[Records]
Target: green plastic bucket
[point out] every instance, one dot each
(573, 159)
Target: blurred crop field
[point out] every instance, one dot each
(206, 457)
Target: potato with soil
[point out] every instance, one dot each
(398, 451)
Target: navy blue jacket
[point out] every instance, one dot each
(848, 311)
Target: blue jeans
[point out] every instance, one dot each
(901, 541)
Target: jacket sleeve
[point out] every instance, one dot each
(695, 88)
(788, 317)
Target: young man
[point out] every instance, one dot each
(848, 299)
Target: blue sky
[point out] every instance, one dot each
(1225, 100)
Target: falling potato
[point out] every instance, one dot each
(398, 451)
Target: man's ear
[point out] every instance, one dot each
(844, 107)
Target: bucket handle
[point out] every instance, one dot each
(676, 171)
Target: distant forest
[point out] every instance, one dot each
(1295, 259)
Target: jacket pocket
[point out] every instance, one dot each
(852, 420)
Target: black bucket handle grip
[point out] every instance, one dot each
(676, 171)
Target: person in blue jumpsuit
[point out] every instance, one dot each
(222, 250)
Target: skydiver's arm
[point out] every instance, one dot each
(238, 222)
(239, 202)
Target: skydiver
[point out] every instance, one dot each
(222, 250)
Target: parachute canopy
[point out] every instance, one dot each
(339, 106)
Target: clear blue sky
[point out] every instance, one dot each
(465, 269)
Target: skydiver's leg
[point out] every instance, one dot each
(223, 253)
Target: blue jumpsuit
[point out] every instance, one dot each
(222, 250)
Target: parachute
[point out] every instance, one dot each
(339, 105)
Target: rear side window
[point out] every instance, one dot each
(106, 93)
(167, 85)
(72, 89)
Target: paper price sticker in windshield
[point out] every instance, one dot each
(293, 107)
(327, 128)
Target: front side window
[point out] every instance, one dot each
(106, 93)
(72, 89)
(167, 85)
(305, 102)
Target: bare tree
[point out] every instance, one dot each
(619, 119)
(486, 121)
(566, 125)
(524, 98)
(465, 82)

Given exercise> Repeat the material in full, exactly as it stands.

Full response>
Target: green plastic bucket
[point out] every instance, one dot each
(573, 159)
Target: blurred crop field
[point out] every instance, one dot each
(206, 457)
Target: potato with soil
[point out] every instance, one dot each
(398, 451)
Target: navy blue jacket
[point out] every instance, one dot each
(848, 311)
Target: blue jeans
[point out] every instance, one dot each
(901, 541)
Target: jacket sleeve
[point out] every instance, one dot each
(695, 88)
(788, 317)
Target: young man
[point out] every instance, one dot each
(848, 299)
Target: blue sky
[point out] every instance, one dot each
(1225, 100)
Target: falling potato
[point out] every instance, one dot each
(398, 451)
Target: man's ear
[point out] every instance, one dot each
(844, 107)
Target: bucket handle
[point out] every instance, one dot each
(676, 171)
Target: distant forest
[point out] every instance, one dot each
(1295, 259)
Target: jacket pocket
[point out] every instance, one dot each
(852, 420)
Target: black bucket handle grip
[point out] every instance, one dot each
(676, 171)
Target: person in blue jumpsuit
[point out] every instance, one dot each
(222, 250)
Target: skydiver's arm
[point out] every instance, one dot each
(238, 222)
(239, 202)
Target: skydiver
[point out] every instance, one dot each
(222, 250)
Target: parachute canopy
[point out] every instance, one dot each
(339, 106)
Target: clear blue sky
[point out] every instance, one dot each
(465, 269)
Target: skydiver's leg
[point out] every instance, one dot each
(223, 253)
Target: blue jumpsuit
[point out] every instance, one dot each
(222, 250)
Target: parachute
[point out] every instance, one dot each
(339, 105)
Target: rear side window
[point out] every instance, one dot each
(106, 93)
(167, 85)
(72, 89)
Target: paper price sticker in windshield
[point out] every instance, one dot each
(293, 107)
(327, 128)
Target: front side window
[point out] every instance, one dot each
(106, 93)
(72, 89)
(167, 85)
(305, 102)
Target: bare tree
[point out] every instance, one dot each
(619, 119)
(486, 121)
(566, 125)
(524, 98)
(465, 82)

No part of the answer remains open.